<<<<

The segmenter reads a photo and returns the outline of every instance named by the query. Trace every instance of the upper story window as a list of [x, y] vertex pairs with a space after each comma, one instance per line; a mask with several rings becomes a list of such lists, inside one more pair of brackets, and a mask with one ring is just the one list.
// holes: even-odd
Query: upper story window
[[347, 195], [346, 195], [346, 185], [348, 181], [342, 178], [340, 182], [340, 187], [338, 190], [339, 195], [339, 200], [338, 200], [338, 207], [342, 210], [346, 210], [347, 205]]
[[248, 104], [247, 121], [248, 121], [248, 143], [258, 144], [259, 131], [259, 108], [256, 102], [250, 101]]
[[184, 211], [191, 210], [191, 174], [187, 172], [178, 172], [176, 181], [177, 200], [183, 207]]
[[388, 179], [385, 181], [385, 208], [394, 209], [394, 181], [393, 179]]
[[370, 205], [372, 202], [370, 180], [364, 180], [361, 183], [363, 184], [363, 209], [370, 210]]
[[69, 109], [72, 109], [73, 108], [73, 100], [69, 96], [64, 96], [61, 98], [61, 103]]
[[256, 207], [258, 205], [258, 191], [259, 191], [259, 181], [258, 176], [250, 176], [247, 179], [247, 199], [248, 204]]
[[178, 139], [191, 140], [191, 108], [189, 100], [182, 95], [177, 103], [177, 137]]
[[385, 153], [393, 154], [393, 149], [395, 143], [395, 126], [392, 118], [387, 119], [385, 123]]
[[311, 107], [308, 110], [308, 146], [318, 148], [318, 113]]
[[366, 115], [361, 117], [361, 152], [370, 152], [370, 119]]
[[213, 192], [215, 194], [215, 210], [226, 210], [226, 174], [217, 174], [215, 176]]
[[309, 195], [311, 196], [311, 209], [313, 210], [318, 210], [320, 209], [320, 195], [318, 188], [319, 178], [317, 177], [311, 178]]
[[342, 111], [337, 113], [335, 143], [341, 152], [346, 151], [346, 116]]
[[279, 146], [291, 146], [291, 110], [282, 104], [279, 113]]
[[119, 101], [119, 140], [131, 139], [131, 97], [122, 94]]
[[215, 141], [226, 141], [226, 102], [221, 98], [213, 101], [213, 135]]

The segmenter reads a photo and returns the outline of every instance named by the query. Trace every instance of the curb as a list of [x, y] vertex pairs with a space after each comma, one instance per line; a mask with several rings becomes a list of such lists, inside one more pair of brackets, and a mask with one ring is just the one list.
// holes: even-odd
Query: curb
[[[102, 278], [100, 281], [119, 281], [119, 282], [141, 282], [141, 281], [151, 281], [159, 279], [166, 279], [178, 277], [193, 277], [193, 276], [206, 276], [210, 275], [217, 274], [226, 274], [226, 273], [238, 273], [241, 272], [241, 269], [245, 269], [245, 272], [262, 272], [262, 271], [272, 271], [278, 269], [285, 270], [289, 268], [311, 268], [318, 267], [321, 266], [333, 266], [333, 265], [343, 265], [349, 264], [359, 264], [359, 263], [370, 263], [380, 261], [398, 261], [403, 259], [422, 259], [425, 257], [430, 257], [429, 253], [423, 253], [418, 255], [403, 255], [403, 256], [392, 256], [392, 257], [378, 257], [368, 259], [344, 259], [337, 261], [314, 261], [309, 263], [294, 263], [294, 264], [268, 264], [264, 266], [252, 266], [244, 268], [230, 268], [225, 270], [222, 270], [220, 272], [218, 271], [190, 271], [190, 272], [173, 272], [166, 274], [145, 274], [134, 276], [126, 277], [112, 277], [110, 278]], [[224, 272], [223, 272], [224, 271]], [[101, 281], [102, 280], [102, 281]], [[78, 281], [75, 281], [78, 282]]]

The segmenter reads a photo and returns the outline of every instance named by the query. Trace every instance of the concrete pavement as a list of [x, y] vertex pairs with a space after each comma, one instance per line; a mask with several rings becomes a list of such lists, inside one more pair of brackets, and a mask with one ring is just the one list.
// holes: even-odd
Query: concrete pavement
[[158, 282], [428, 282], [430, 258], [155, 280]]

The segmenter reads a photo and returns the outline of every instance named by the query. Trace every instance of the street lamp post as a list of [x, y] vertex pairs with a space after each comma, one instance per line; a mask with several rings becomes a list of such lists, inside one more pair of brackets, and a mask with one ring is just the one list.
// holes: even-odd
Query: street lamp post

>>>>

Task brief = Can you print all of the records above again, line for line and unchanged?

Answer to this problem =
The segmenter reads a photo and returns the outline of every instance named by the query. Trace every instance of the upper story window as a list of [x, y] vertex pairs with a space after each comma, one instance per line; a mask with several rings becomes a list of such lists, inside one more pair of brackets, and a mask with one ring is just the one list.
// holes: even-odd
Query: upper story window
[[347, 195], [346, 195], [346, 185], [348, 181], [342, 178], [340, 182], [340, 187], [338, 190], [339, 195], [339, 200], [338, 200], [338, 207], [342, 210], [346, 210], [347, 205]]
[[248, 104], [247, 121], [248, 121], [248, 143], [258, 144], [259, 131], [259, 108], [256, 102], [250, 101]]
[[184, 211], [191, 210], [191, 174], [187, 172], [178, 172], [176, 181], [177, 200], [183, 207]]
[[388, 179], [385, 181], [385, 208], [394, 209], [394, 181], [393, 179]]
[[370, 205], [372, 202], [370, 180], [364, 180], [361, 183], [363, 184], [363, 209], [370, 210]]
[[69, 109], [72, 109], [73, 108], [73, 100], [69, 96], [64, 96], [61, 98], [61, 103]]
[[256, 207], [258, 205], [258, 191], [259, 191], [259, 181], [258, 176], [250, 176], [247, 179], [247, 199], [248, 204]]
[[178, 139], [191, 140], [191, 108], [189, 100], [182, 95], [177, 103], [177, 137]]
[[385, 153], [393, 154], [393, 149], [395, 143], [395, 126], [392, 118], [387, 119], [385, 123]]
[[311, 107], [308, 110], [308, 146], [318, 148], [318, 113]]
[[366, 115], [361, 117], [361, 152], [370, 152], [370, 119]]
[[213, 192], [215, 194], [215, 210], [226, 210], [226, 174], [217, 174], [215, 176]]
[[309, 195], [311, 196], [311, 209], [313, 210], [318, 210], [320, 209], [320, 195], [318, 188], [319, 178], [317, 177], [311, 178]]
[[342, 111], [337, 113], [335, 143], [341, 152], [346, 151], [346, 116]]
[[279, 146], [291, 146], [291, 110], [282, 104], [279, 113]]
[[119, 101], [119, 140], [131, 139], [131, 97], [122, 94]]
[[215, 141], [226, 141], [226, 102], [221, 98], [213, 101], [213, 135]]

The segmenter reads a photo and returns the outline of every instance named by the query. Trace every instance of the curb as a list of [x, y] vertex pairs with a space after each comma, one instance per line; a mask with several rings becomes a list of such lists, inside one more pair of brackets, and a mask with one ring is just the one list.
// holes: even-odd
Query: curb
[[[102, 278], [100, 281], [119, 281], [119, 282], [141, 282], [141, 281], [151, 281], [159, 279], [166, 279], [178, 277], [193, 277], [193, 276], [206, 276], [210, 275], [217, 274], [226, 274], [226, 273], [238, 273], [241, 272], [241, 269], [245, 269], [245, 272], [262, 272], [262, 271], [272, 271], [278, 269], [285, 270], [289, 268], [311, 268], [318, 267], [321, 266], [333, 266], [333, 265], [343, 265], [349, 264], [359, 264], [359, 263], [370, 263], [380, 261], [398, 261], [403, 259], [422, 259], [425, 257], [430, 257], [429, 253], [423, 253], [418, 255], [403, 255], [403, 256], [392, 256], [392, 257], [378, 257], [368, 259], [344, 259], [337, 261], [314, 261], [309, 263], [294, 263], [294, 264], [268, 264], [264, 266], [252, 266], [244, 268], [230, 268], [225, 270], [222, 270], [220, 272], [218, 271], [190, 271], [190, 272], [173, 272], [166, 274], [145, 274], [134, 276], [126, 277], [112, 277], [110, 278]], [[224, 272], [223, 272], [224, 271]], [[101, 281], [102, 280], [102, 281]], [[78, 281], [75, 281], [78, 282]]]

The segmenter reads a photo and returns the outline of every instance named by the query. Trace every instance of the concrete pavement as a list of [x, y] vertex pairs with a space after each comma, one instance per line; a mask with several rings becomes a list of such lists, inside one more pair of brackets, and a mask with one ring is just the one list.
// holes: even-odd
Query: concrete pavement
[[158, 282], [428, 282], [430, 258], [155, 280]]

The segmenter reads a photo and returns the outline of every instance named by the query. Trace every instance of the street lamp post as a list of [x, y] vertex pairs with a space after each comma, one instance per line; a mask with several rings becomes a list of such lists, inside one more pair of brackets, and a mask with one ring is just the one list.
// holes: even-odd
Query: street lamp post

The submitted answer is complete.